Problem
Look below for the line holding "724L1956 738V745L2044 753L2046" and the line holding "negative clicks: (770, 109) (142, 447)". Repeat those two and everything between, exactly.

=-=-=

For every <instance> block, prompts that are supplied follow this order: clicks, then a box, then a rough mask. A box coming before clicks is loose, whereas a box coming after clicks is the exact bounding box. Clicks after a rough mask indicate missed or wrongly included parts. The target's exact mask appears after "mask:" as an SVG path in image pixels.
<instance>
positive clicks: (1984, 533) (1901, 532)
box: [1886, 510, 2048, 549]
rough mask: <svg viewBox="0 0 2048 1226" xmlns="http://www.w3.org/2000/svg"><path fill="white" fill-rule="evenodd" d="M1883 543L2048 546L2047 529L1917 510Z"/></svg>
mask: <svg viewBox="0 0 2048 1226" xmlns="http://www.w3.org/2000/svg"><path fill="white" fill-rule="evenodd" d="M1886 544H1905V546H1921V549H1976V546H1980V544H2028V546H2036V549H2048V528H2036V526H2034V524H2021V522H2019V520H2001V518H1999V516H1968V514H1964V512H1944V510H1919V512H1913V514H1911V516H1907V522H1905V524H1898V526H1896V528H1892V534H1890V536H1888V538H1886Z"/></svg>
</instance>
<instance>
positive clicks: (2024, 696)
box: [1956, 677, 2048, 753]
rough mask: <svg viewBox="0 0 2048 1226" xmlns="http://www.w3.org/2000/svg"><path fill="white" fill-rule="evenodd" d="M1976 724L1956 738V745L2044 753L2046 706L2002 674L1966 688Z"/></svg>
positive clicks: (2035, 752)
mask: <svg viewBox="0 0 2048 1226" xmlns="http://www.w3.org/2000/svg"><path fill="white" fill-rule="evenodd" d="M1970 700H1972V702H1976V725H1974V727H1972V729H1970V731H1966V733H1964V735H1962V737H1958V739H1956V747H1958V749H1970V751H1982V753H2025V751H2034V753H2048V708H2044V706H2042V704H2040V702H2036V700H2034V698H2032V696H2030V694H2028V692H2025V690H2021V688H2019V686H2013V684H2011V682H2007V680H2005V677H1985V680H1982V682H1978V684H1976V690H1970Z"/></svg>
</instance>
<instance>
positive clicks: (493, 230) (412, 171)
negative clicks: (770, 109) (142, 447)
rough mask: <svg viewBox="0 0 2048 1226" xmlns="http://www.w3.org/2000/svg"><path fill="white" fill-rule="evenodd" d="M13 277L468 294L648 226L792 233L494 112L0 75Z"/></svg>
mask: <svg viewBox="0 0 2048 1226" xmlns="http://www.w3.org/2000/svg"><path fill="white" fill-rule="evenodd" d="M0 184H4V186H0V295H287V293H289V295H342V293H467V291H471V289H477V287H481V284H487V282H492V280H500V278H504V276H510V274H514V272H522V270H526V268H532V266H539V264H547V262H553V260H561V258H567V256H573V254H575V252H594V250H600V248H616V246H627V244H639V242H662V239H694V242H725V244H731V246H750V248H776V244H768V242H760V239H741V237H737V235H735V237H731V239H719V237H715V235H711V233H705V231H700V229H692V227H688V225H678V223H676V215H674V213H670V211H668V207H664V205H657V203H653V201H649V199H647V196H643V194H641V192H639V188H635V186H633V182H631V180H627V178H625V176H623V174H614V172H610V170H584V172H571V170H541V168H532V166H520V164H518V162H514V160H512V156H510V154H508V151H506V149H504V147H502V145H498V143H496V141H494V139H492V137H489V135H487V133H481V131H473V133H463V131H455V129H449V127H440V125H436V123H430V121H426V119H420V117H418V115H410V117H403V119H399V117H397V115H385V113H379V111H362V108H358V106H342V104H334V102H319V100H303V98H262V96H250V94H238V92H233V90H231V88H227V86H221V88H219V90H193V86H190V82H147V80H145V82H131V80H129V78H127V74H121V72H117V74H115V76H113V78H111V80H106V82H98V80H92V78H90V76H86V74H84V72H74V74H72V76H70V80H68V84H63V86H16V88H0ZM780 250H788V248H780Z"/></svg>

=-=-=

Solution for this task
rough mask: <svg viewBox="0 0 2048 1226" xmlns="http://www.w3.org/2000/svg"><path fill="white" fill-rule="evenodd" d="M1976 724L1956 738V745L2044 753L2046 706L2002 674L1966 688Z"/></svg>
positive clicks: (2035, 752)
mask: <svg viewBox="0 0 2048 1226" xmlns="http://www.w3.org/2000/svg"><path fill="white" fill-rule="evenodd" d="M1970 700H1972V702H1976V725H1974V727H1972V729H1970V731H1966V733H1964V735H1962V737H1958V739H1956V747H1958V749H1970V751H1982V753H2025V751H2034V753H2048V708H2044V706H2042V704H2040V702H2036V700H2034V698H2032V696H2030V694H2028V692H2025V690H2021V688H2019V686H2013V684H2011V682H2007V680H2005V677H1985V680H1982V682H1978V684H1976V690H1970Z"/></svg>
</instance>
<instance>
positive clicks: (493, 230) (412, 171)
negative clicks: (770, 109) (142, 447)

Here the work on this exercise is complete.